- [Supplied data]
....
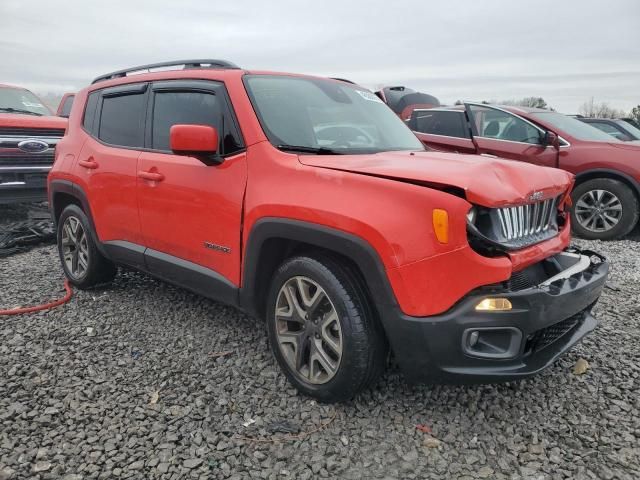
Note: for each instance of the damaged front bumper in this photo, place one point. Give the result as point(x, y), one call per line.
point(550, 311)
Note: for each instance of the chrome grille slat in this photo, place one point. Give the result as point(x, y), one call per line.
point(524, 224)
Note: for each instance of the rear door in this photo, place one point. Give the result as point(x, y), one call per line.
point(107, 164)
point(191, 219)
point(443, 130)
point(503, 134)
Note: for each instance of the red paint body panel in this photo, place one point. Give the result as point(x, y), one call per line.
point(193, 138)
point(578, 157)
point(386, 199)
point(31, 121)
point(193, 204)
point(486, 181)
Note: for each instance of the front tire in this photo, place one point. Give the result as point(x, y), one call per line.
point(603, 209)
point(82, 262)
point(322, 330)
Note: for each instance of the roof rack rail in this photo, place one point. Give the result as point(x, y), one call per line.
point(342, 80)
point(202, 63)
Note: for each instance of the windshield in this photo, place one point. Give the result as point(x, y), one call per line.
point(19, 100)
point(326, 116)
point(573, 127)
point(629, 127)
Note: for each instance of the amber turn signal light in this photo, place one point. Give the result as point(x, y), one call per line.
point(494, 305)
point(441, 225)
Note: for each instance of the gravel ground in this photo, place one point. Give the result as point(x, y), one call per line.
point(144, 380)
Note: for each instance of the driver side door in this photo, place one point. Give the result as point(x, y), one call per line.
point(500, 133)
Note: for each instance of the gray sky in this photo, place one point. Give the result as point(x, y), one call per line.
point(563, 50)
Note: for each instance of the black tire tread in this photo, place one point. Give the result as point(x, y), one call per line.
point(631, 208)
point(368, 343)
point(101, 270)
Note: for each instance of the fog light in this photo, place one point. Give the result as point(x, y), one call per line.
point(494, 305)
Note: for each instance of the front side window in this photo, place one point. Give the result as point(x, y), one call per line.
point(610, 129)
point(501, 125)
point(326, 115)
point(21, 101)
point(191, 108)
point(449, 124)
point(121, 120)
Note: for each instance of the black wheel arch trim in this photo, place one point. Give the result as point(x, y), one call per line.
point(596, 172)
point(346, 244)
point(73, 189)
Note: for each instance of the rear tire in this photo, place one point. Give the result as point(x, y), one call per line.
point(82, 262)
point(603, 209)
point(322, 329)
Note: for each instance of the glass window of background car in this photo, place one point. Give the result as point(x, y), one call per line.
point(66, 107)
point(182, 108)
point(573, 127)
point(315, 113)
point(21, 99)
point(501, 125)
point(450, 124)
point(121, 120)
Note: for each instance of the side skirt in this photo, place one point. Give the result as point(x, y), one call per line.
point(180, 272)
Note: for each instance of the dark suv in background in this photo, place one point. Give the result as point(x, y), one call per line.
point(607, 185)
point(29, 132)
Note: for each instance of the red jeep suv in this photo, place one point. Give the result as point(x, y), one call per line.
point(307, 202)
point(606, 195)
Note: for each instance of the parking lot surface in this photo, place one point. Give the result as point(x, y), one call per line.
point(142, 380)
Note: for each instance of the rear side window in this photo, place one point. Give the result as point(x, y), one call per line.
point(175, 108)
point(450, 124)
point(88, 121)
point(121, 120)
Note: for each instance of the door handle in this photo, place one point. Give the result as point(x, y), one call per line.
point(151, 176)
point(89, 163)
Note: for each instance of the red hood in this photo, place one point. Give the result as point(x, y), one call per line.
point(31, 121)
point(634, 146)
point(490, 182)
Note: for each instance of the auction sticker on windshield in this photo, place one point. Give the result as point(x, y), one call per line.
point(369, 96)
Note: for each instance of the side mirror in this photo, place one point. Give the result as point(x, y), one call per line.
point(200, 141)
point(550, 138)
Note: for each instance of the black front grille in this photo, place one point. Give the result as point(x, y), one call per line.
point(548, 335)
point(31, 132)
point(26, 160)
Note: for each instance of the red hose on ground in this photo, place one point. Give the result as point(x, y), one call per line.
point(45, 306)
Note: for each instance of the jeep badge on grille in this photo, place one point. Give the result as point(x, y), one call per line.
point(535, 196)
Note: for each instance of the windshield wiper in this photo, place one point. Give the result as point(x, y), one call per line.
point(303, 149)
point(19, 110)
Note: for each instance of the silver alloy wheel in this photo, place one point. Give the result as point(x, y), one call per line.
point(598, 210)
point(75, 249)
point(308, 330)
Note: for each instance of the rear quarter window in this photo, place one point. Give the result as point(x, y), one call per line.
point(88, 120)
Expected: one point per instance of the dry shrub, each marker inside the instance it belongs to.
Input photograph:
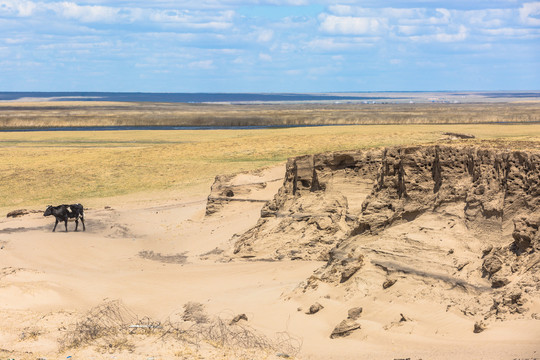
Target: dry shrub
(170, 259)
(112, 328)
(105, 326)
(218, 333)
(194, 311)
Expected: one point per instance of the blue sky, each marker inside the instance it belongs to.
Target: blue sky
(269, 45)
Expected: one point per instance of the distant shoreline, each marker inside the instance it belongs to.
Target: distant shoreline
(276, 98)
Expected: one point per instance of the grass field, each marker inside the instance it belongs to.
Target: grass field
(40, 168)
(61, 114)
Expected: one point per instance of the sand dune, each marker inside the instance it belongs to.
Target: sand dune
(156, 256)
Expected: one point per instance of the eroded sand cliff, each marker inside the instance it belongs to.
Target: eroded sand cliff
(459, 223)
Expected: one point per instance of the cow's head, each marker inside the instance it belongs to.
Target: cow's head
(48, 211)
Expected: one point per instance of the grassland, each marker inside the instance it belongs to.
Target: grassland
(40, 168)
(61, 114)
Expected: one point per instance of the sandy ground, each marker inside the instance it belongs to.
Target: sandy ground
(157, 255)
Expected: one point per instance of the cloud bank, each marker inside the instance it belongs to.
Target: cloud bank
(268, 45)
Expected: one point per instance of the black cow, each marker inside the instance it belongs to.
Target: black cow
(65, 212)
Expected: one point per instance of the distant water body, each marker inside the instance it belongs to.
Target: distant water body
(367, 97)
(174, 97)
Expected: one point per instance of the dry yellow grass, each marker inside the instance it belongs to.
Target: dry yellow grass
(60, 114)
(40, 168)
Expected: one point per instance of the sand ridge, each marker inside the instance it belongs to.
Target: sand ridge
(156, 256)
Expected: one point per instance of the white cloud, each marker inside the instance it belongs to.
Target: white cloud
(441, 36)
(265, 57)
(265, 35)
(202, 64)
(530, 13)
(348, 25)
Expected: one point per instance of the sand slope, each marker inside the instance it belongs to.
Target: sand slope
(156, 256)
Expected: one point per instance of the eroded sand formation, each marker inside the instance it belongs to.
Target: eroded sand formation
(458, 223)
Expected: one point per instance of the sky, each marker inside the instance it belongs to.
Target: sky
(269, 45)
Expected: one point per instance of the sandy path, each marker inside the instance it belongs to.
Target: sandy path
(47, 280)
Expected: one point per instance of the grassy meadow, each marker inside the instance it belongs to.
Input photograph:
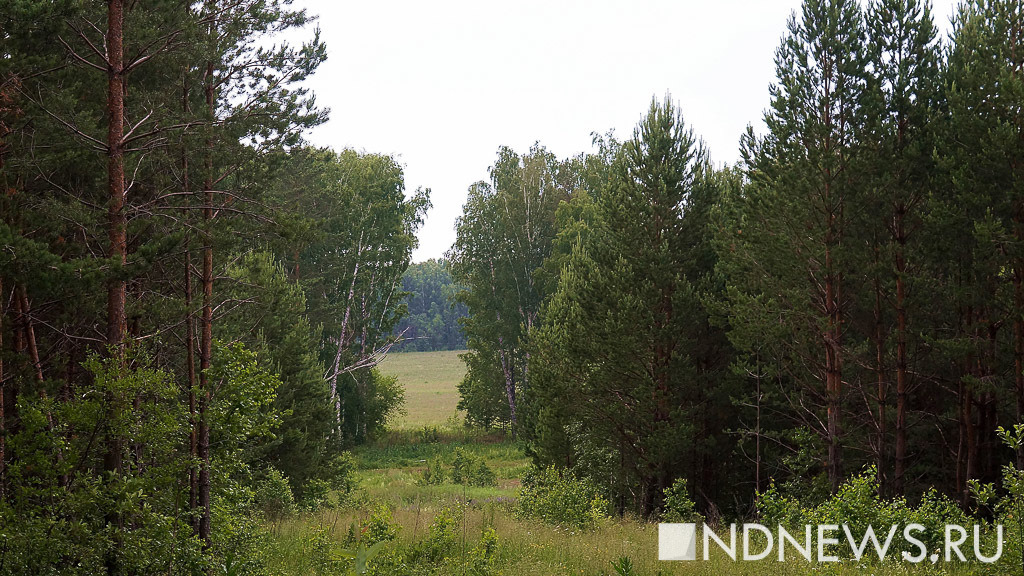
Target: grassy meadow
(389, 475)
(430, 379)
....
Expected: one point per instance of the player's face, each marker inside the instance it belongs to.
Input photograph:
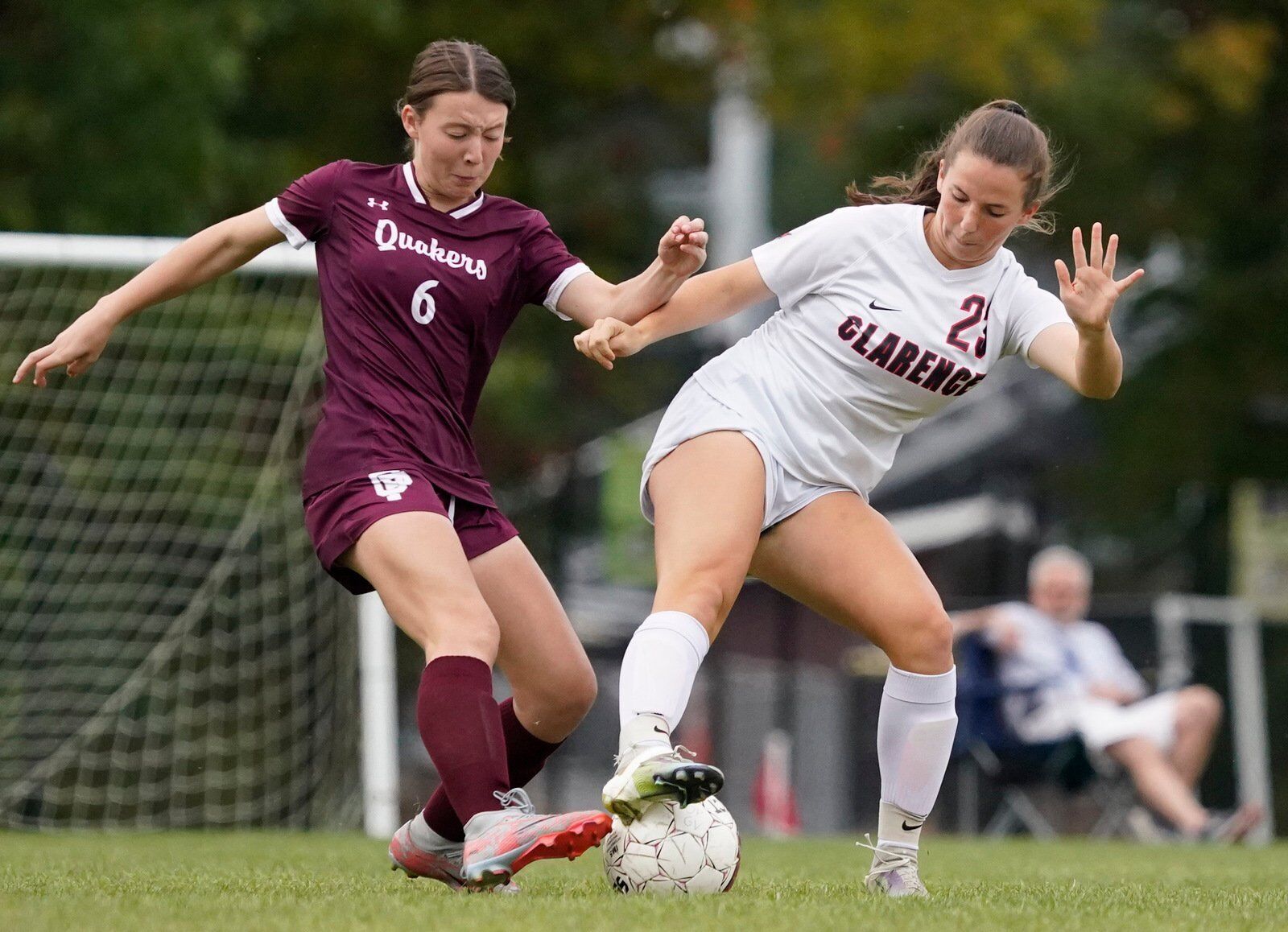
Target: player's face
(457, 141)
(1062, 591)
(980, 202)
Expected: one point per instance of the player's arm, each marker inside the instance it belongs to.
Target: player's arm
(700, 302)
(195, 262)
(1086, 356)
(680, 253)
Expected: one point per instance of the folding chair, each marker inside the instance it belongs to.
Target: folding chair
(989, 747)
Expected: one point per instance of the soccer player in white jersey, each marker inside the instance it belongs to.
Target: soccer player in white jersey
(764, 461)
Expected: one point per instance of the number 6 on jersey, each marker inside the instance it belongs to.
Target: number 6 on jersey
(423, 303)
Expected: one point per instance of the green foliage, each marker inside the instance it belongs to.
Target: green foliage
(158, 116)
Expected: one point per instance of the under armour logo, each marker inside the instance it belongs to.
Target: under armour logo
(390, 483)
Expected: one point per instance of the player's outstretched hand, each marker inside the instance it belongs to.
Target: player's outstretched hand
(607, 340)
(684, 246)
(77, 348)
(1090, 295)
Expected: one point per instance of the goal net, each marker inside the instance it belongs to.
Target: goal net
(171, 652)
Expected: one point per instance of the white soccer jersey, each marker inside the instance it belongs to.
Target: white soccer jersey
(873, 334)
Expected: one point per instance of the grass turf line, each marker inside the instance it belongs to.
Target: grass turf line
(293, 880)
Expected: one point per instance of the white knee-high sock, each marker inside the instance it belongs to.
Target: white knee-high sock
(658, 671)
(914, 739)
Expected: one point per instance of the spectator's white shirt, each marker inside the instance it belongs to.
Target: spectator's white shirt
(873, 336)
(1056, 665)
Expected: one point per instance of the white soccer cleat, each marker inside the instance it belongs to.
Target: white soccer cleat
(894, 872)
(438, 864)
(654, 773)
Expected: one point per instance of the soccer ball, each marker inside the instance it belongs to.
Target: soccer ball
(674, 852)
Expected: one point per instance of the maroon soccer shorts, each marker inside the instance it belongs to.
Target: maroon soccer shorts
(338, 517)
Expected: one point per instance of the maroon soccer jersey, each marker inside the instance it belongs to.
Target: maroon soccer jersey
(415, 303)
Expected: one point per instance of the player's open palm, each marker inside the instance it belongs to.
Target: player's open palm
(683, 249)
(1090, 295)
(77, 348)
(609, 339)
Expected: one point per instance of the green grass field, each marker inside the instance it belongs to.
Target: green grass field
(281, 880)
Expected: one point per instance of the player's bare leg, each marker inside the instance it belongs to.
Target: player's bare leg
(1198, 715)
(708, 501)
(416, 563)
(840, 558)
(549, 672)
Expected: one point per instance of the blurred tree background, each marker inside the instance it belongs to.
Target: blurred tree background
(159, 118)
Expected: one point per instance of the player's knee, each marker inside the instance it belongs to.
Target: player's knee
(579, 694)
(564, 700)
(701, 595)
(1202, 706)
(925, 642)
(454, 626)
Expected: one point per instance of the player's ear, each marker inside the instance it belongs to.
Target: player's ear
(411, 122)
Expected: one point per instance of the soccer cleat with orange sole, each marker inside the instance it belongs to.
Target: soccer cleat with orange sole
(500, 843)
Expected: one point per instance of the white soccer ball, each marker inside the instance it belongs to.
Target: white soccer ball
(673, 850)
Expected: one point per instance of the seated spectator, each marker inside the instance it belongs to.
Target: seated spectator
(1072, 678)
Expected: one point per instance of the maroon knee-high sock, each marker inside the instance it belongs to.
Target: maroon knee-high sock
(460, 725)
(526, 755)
....
- [Request] Copy out the part of the data that opens with the line containing "Note: for each instance of the damaged" and closes with the line containing "point(524, 224)", keeping every line unchanged and including both end lines.

- [The completed task]
Note: for each instance of the damaged front bumper in this photo, place one point. Give the result as point(x, y), one call per line.
point(550, 311)
Note: for each instance of the chrome grille slat in this photo, place one point. Give the result as point(x, y), one call per line.
point(524, 224)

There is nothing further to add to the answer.